Start of Records for the task

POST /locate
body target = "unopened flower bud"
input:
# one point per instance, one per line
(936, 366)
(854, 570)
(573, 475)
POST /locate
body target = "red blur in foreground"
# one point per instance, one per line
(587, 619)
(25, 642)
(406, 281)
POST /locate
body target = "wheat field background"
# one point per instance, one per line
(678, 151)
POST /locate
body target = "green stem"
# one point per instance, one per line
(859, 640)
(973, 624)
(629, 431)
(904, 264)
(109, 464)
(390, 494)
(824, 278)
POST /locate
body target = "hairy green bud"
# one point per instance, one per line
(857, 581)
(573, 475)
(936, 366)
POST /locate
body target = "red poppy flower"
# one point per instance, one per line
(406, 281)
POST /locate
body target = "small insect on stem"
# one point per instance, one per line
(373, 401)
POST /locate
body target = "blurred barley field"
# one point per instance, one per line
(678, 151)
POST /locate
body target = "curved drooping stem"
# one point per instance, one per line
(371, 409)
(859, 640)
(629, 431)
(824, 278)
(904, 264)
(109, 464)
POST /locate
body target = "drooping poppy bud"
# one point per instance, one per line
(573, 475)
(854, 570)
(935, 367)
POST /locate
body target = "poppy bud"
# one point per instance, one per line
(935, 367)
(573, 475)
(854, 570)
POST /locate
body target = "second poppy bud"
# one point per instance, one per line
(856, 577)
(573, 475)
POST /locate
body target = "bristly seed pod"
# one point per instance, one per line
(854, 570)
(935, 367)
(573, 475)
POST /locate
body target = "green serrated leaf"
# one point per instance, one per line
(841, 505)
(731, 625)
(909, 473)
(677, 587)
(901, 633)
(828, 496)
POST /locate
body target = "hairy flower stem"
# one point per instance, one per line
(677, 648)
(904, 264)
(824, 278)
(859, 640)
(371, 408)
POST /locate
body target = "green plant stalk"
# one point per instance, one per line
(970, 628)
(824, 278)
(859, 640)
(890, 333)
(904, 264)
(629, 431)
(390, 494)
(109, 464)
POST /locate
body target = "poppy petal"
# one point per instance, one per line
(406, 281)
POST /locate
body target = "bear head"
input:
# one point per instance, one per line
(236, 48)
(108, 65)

End of Records for the task

Aim of the exercise: Nothing but a number should be given: the count of lines in the material where the string "flower" occurs.

Task output: 3